Perşembe, Eylül 11

Hikaye

İstanbul takımlarında forma giymek zordur. O da bu zorluğun farkındadır. Altyapıda yıllardır camianın havasını teneffüs etmiş, ama A takımda oynama şansına bir türlü erişememiştir. Sezon öncesi, devre arası her türlü kampa dahil olmuş ama o, maçta oynama şerefine henüz nail olamamıştı. Beraber altyapının tüm kategorilerinde oynadığı arkadaşları ya takımda 11'i zorluyordu, ya da başka takımlara kiralık veya bonservisle verilip iyi kötü "oynuyorlardı". Onun da tutunması lazımdı.
***
Takım zor günler geçiriyordu. Ligde şampiyonluğa oynuyordu, ama hep geriden geliyordu. Geriden gelen daima avantajlıdır belki doğru bir tespittir ama kaybedilecek her puan biraz daha geriye düşmeye neden olacaktı sezonun telafisi olmayan zamanlarında. O yüzden her maç final daha doğru bir tespittir.
***
Takım o hafta karasal iklimin hakim olduğu bir şehirde, dişli bir takımla ve zorlu hava şartlarıyla mücadele edecekti. Takımda eksikler çoktu bu nedenle deplasmana giden uçakta yer bulması normaldi, ama bırakın ilk 11'i, sonradan bile oyuna girmesi düşük ihtimaldi. Zaten takımın altyapısı çok fazla bilindik genç barındırmasına rağmen, kendisi taraftarın tanıdığı, bildiği isim değildi. Oynaması kendisi gibi hocayı da zor duruma sokabilirdi pazartesi günü. Zaten sol bekte ve sağ bekte iki akranı formayı giyecekti, fazla kumara gerek yoktu.

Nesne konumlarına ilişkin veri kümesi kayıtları
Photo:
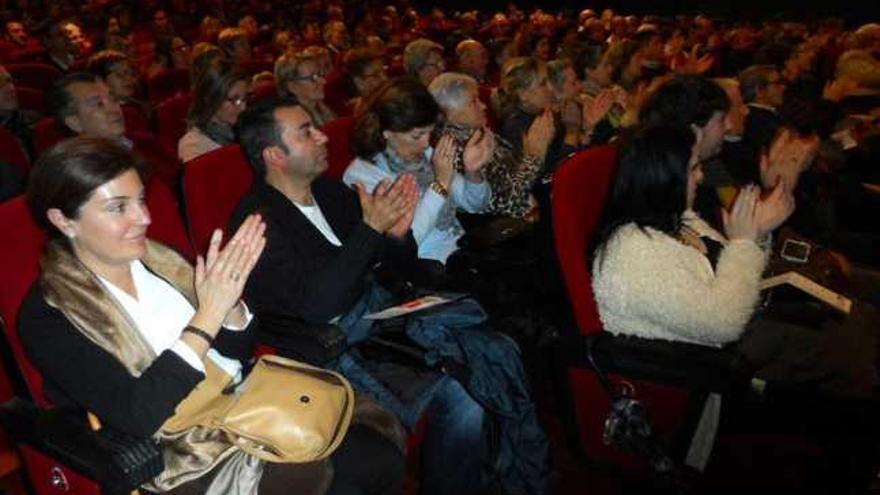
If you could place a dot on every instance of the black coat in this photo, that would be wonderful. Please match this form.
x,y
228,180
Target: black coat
x,y
302,274
80,375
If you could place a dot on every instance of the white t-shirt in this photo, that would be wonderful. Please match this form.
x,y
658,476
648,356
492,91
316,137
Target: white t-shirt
x,y
160,313
316,216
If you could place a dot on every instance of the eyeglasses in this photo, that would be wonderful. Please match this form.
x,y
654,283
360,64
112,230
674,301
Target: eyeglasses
x,y
317,76
238,100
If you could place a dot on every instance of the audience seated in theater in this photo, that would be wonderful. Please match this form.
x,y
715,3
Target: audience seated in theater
x,y
524,96
473,59
219,96
18,38
116,70
204,56
300,76
235,45
125,328
392,138
171,53
323,241
81,103
510,174
65,45
13,118
365,69
423,60
661,272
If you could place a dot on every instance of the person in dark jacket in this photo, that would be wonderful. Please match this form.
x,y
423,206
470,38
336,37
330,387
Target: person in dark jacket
x,y
323,241
124,327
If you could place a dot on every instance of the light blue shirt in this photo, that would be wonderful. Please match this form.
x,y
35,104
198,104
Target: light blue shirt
x,y
434,243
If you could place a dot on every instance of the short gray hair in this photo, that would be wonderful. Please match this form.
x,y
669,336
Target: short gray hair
x,y
450,89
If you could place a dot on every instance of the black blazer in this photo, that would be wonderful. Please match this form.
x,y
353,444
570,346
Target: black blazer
x,y
80,375
300,273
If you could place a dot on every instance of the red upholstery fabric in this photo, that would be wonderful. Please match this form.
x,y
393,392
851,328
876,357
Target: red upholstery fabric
x,y
171,119
34,75
167,224
31,99
163,161
579,190
580,187
337,94
19,263
12,152
47,132
213,184
135,120
43,471
167,84
339,153
264,90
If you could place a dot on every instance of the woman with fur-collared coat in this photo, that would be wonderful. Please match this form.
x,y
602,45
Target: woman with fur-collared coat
x,y
125,328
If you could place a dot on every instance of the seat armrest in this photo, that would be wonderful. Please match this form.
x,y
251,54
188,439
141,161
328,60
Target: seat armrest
x,y
676,363
313,343
119,462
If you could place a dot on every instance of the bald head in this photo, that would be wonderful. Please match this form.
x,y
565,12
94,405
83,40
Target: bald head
x,y
473,59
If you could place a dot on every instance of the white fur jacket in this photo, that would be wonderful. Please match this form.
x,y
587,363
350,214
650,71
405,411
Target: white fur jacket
x,y
651,285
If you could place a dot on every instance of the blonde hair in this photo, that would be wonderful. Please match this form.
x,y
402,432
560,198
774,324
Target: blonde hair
x,y
518,74
861,67
287,68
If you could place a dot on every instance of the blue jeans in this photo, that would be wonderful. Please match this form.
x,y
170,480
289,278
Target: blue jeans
x,y
455,446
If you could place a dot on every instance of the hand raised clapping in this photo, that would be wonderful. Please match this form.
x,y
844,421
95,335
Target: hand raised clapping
x,y
384,208
221,275
477,152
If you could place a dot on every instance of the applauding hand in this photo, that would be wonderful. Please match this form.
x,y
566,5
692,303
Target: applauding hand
x,y
221,275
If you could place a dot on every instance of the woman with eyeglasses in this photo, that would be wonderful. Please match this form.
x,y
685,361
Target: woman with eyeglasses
x,y
220,95
117,71
365,70
172,52
299,75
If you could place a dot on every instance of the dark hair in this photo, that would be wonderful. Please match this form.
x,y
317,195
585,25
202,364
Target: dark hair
x,y
59,100
66,175
211,90
258,130
102,63
684,100
753,79
400,105
357,60
649,187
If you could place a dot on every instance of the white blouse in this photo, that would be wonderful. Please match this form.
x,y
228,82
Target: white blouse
x,y
160,314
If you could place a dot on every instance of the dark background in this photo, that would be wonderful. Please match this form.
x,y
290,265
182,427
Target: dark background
x,y
853,11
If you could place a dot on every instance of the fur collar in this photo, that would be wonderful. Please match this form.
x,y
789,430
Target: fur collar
x,y
75,291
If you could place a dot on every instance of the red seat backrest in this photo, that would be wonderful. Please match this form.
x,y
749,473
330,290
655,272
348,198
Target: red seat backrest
x,y
168,83
580,187
263,91
12,151
34,75
135,120
31,99
47,132
337,93
171,119
339,153
213,185
19,263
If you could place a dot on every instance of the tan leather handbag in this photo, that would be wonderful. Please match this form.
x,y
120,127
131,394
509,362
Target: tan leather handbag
x,y
284,411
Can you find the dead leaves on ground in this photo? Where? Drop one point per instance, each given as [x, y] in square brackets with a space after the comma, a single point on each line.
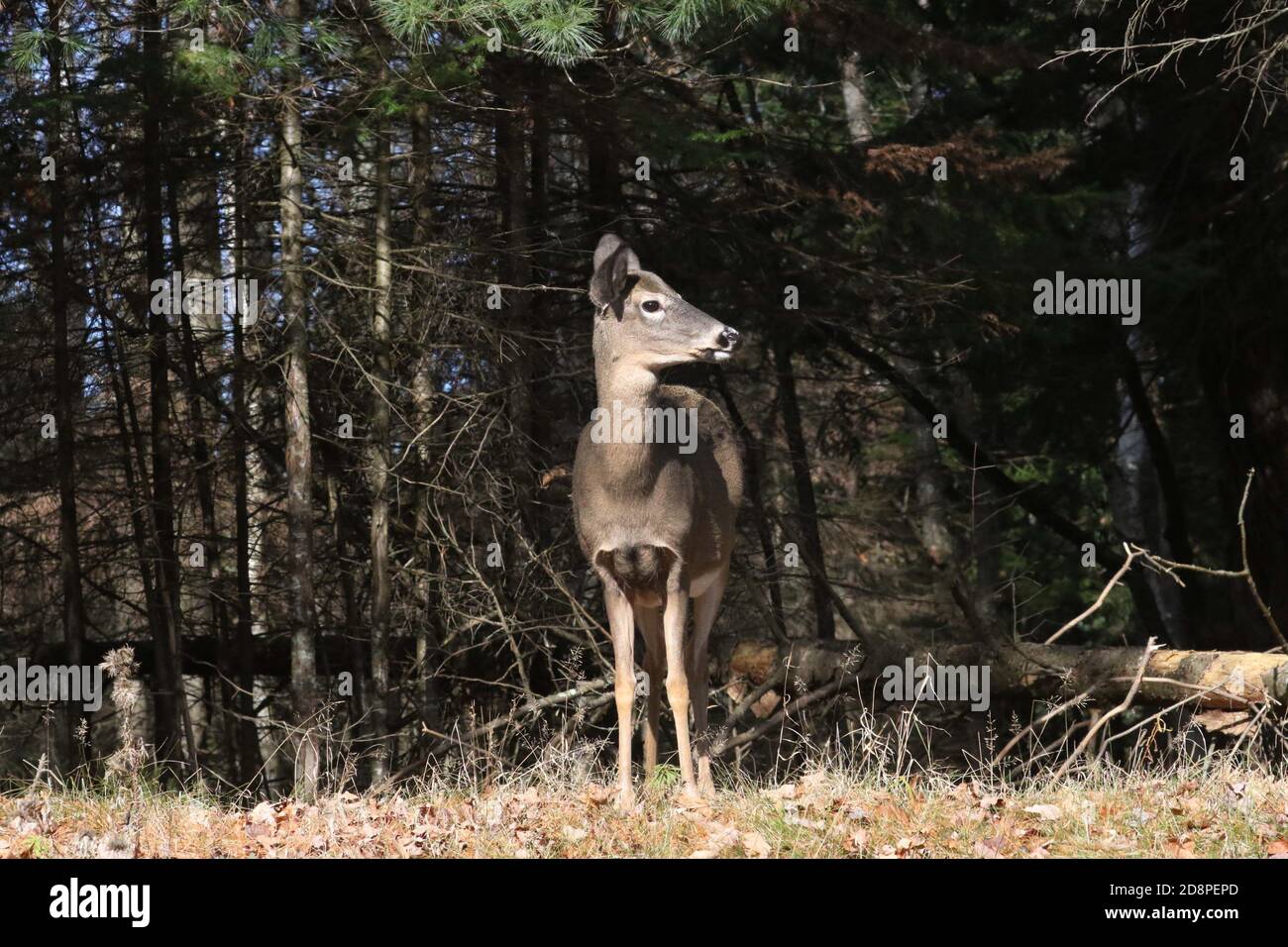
[815, 814]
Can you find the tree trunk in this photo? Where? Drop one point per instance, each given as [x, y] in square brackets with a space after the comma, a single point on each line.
[299, 447]
[806, 504]
[384, 706]
[168, 694]
[67, 388]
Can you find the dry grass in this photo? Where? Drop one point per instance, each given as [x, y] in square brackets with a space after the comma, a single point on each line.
[1211, 809]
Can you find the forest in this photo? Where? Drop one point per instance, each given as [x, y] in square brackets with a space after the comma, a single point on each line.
[296, 330]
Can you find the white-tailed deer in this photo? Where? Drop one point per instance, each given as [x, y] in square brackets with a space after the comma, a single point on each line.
[655, 497]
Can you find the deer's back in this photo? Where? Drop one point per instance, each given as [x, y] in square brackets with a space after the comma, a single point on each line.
[630, 495]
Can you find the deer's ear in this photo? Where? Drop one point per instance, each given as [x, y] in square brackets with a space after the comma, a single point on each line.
[608, 282]
[610, 244]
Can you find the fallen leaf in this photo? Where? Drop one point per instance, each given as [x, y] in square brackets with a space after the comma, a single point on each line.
[755, 844]
[1048, 813]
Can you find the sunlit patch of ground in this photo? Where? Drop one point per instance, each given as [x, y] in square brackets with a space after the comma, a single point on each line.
[1214, 810]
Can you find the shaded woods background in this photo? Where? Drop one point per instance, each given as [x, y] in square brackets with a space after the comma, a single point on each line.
[373, 476]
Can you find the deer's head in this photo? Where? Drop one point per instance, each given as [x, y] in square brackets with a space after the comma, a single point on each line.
[643, 322]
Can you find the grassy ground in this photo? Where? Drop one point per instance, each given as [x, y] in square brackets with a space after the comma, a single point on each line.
[1210, 810]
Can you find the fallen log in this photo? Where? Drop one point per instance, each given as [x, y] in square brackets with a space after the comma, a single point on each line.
[1216, 680]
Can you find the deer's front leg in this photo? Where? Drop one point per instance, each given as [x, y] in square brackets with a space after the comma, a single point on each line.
[649, 621]
[621, 628]
[678, 681]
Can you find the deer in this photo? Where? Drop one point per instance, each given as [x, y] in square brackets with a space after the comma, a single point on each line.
[655, 517]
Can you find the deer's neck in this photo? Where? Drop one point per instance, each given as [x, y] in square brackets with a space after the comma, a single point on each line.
[623, 386]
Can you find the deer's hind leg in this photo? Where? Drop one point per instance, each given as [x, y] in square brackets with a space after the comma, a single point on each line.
[704, 609]
[649, 621]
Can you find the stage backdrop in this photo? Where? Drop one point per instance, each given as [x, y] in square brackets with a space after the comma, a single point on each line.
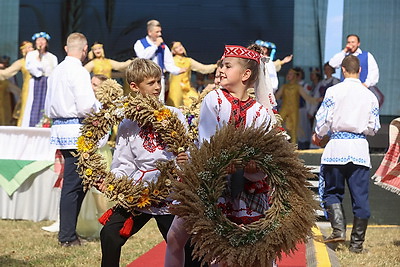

Yönergeler:
- 1) Hikâyeye göre takım o hafta nasıl bir iklimin hâkim olduğu bir şehirde mücadele edecekti?
- 2) Aşağıdaki ifadelerin hikâyeyle örtüşüp örtüşmediğini belirtin. Her biri için evet ya da hayır deyin ve hikâyeden belirleyici sözcükleri aynen alıntılayın.
(a) Takım ligde şampiyonluğa oynuyordu.
(b) Taraftar onu iyi tanıyordu.
(c) Altyapıdaki arkadaşlarının hepsi başka takımlara verilmişti.
- 3) Genç futbolcunun hikâyesini son cümlesinden sonra sürdürün.

Alıştırma sonuçları:
- 1) Karasal iklimin hâkim olduğu bir şehirde.

- 2)
(a) Evet: "Ligde şampiyonluğa oynuyordu, ama hep geriden geliyordu."
(b) Hayır: "kendisi taraftarın tanıdığı, bildiği isim değildi."
(c) Hayır: "ya takımda 11'i zorluyordu, ya da başka takımlara kiralık veya bonservisle verilip iyi kötü "oynuyorlardı"."

- 3)
***
Maç beklendiği gibi zor geçiyordu. Evsahibi takım pozisyon bulamıyordu belki ama şampiyon adayını fena ısırıyordu. Golsüz beraberliğe kitlenmişti maç. "Skoru değiştirecek yetenekteki yıldızlar" ısınırken kale arkasında gözleriyle arada yardımcı antrenörün onları çağırmasını bekliyordu. Maçın son 10 dakikasına girilirken yardımcı hoca ve takımın eski kaptanı, genç yıldızı çağırdı. Olacak şey değildi, ama oluyordu. Herkesin beklentisi "çocuğun" rahat skora ulaşılırsa takımın yıldızlarını dinlendirmek için hem de gence maç tecrübesi kazandırmak için oyuna sokulacağıydı. Dakikalar 80'lerin ortası, skor ise 0-0'dı. İstanbul'un kahvehanelerinden hocaya giydirmeler başlamıştı bile. "Kim bu çocuk, bu mu çevirecek maçı", "Şampiyonluk gitti geçmiş olsun beyler", ve daha neler neler... Takımın yıdızlarından, kazanılan en büyük başarılarda adı geçen futbolcusu oyundan çıkıyor, altyapıdan genç çocuk oyuna giriyordu. Dakika 85 olmuştu bile.
***
90+2. Geriden uzun bir top. Top çocukta. Çocuk hemen abilerine pas verecek. Çünkü takımda işler öyle işler. Top kullanmak her yerde olduğu gibi burada da hiyerarşiye bağlıdır. Ama çocuk pas verecek gibi durmuyor. Ceza sahasının dışında, sol çaprazda, top ayağında. Önünde bir savunma oyuncusu. Ondan hafif bir şekilde sıyrılıyor, önünü açıyor. Sağ ayağındaki topu kaleye doğru yolluyor.....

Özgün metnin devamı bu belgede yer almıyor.